Without copying any picture, return all lines below exactly.

+++

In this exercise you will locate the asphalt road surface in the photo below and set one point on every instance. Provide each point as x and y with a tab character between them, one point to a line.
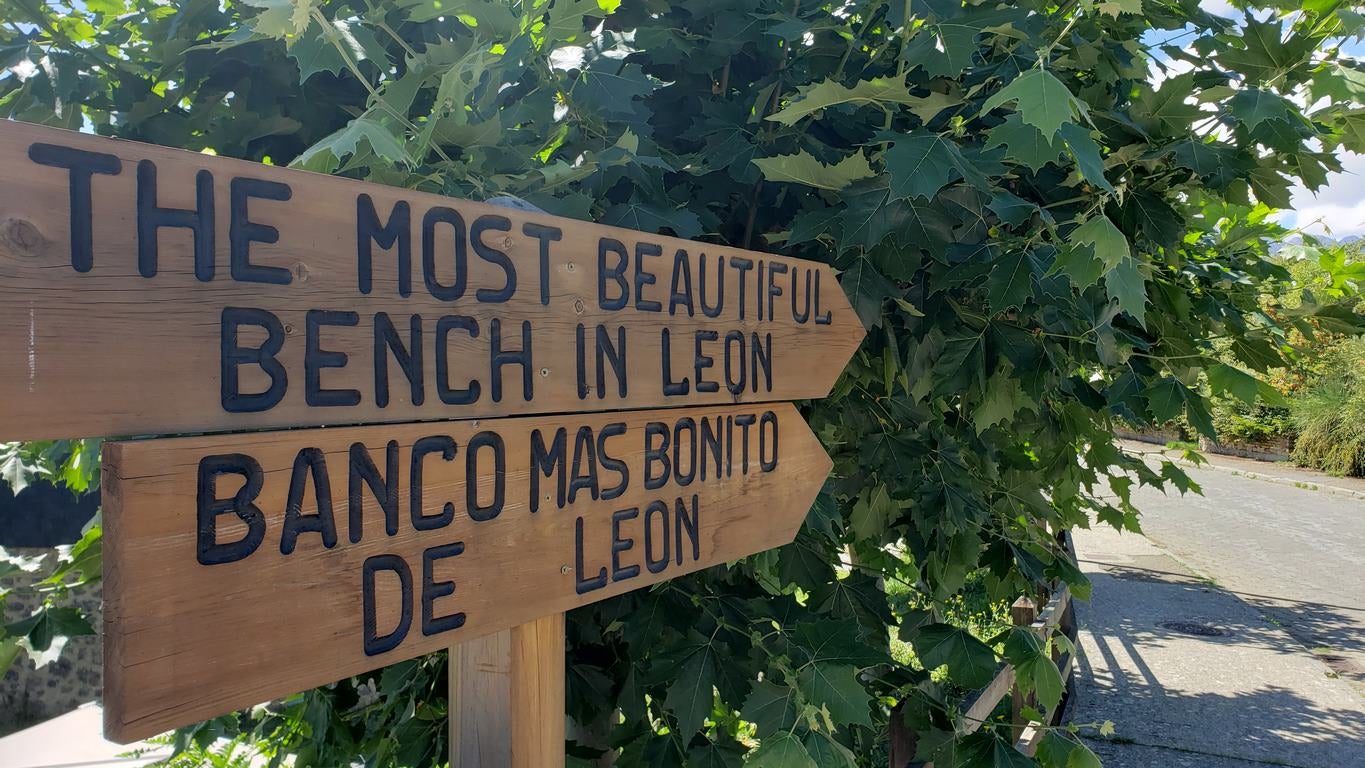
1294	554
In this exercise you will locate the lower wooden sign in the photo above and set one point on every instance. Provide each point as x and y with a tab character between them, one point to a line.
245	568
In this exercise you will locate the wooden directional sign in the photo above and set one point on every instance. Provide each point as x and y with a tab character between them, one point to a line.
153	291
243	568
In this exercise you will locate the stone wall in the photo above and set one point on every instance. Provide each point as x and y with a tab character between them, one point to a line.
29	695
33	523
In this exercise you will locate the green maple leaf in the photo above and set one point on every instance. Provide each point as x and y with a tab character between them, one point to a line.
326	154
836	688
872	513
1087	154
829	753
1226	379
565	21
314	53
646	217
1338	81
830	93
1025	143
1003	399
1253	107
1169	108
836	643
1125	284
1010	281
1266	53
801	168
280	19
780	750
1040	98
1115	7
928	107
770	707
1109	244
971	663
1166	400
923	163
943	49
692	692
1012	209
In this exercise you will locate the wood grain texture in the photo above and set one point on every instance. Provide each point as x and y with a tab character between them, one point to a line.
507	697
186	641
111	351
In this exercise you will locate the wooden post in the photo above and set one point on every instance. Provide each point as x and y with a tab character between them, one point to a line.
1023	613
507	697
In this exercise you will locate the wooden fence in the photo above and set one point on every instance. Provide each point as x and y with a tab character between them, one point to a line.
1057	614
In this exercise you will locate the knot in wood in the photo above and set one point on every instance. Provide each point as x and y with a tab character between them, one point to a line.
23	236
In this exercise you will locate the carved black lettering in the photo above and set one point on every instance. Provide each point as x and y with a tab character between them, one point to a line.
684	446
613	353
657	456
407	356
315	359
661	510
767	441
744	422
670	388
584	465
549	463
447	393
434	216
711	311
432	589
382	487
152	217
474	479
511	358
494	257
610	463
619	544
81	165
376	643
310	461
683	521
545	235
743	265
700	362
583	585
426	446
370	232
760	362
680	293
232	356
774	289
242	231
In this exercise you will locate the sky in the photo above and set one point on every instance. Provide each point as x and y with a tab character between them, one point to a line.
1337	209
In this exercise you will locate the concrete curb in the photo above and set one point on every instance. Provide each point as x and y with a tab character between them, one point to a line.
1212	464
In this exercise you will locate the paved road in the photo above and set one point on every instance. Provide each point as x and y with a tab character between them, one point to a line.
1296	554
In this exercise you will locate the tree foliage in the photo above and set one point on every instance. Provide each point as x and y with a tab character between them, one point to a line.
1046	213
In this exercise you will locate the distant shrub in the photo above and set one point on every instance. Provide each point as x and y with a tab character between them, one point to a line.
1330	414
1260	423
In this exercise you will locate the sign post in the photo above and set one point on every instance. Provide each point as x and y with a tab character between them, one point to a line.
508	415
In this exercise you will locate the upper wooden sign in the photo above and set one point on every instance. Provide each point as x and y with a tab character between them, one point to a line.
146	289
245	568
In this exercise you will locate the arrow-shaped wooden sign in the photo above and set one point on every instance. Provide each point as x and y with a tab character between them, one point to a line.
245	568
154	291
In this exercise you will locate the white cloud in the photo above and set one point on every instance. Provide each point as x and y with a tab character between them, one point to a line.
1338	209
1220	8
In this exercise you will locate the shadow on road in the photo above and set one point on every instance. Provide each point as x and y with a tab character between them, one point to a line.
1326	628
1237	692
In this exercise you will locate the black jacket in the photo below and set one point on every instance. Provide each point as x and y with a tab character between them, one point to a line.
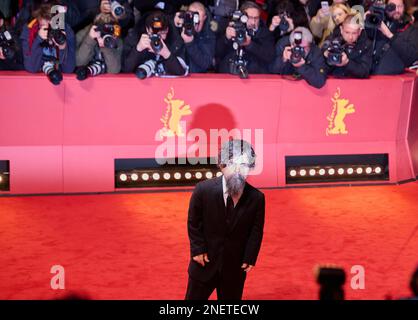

+++

* RESPONSE AREA *
In this exercise you will locate the asphalt road surface in the photo below and set one point on every instance. Provide each point as x and y with a tab character between them, one point to a line.
1294	554
In this exercise you will locate the lower wooden sign in the photo above and set one point on every instance. Provide each point as x and y with a tab character between them, one point to a line.
245	568
In this exercise you will locate the wooden directional sign in the photo above and set one point on every instance. Provide each point as x and y with a tab character between them, one point to a line.
153	291
243	568
In this exercise you will locate the stone wall in the photo above and set one point on every instance. Provide each point as x and y with a tab character between them, one point to a line.
29	695
33	523
In this exercise you will locate the green maple leaf in the photo above and set one point on every instance. Provide each point as x and y with a tab character between them, one point to a line.
326	154
836	688
872	513
1087	154
829	753
1226	379
565	21
314	53
646	217
1338	81
830	93
1025	143
1003	399
1253	107
1169	108
836	643
1125	284
1010	281
1266	53
801	168
280	19
780	750
1040	98
1115	7
928	107
770	707
1109	244
971	663
1166	400
923	163
943	49
692	692
1012	209
In this exercise you will locate the wood grain texture in the photo above and set one point on every instance. Provide each point as x and y with a tab character between them, one point to a line.
507	697
186	641
111	351
In this exercise you will locate the wooden post in the photo above and set one point on every instance. Provide each point as x and y with a tab character between them, one point to a line.
1023	613
507	697
In this exercise you will locate the wooden fence in the photo above and set one point on every instance. Provide each point as x and y with a tab character between them, one point to a line.
1057	614
In this exercise you will locate the knot in wood in the photo above and set one point on every instance. Provide each point as x and y with a tab character between them, one point to a line.
23	236
In this exercise you will locate the carved black lettering in the photo above and set one point on every instance. Provide each point as x and y with a tab character between them, one point to a line.
684	446
613	353
657	456
407	356
315	359
661	510
767	441
744	422
670	388
584	465
549	463
447	393
434	216
711	311
432	589
382	487
152	217
474	479
511	358
494	257
610	463
619	544
81	165
376	643
310	461
683	521
545	235
743	265
700	362
583	585
426	446
370	232
760	362
680	293
232	356
774	289
242	231
In this exercise you will locate the sky in the photo above and set one point on every instance. Provide each point as x and y with a tab character between them, one point to a line.
1337	209
In this exercise you will locate the concrete curb in the photo above and set one point on every instance. Provide each point as x and y with a tab character between them, one point to a line.
1212	464
In this exercise you will locate the paved road in the photo above and set one point on every instance. Provide each point as x and y with a tab character between them, one point to a line.
1296	554
In this exercise you will locate the tree foliage in the photo above and set one point on every instance. Provide each point as x and y with a tab character between them, one point to a line.
1046	213
In this exercise you will locate the distant shrub in the photo above and set one point on every instance. Provide each point as x and y with a tab character between them, one point to a line.
1330	414
1260	423
In this exercise you will locate the sign post in the photo above and set one point on every instance. Provide each point as x and y with a tab character between them, one point to a line.
508	415
In this exercise you will locate the upper wooden sign in the photo above and set one point on every instance. Provide each point as x and y with a tab character between them, one point to a line.
146	289
245	568
In this exercise you will locate the arrow-shaped wooden sign in the photo above and set one point on every instance. Provide each point as x and y with a tab character between them, one point to a line.
245	568
154	291
In this exercise you will locate the white cloud in the photo above and set one point on every instance. Provide each point as x and y with a tab character between them, one point to a line.
1338	209
1220	8
In this exercise you will locate the shadow on road in the photo above and set one point on every instance. Provide each point as x and y with a tab character between them, one point to a line.
1326	628
1237	692
In this exercise you will locate the black jacket in the photo below and set one point on every instance. Provide each point as x and y with a tab character between them, one point to a line.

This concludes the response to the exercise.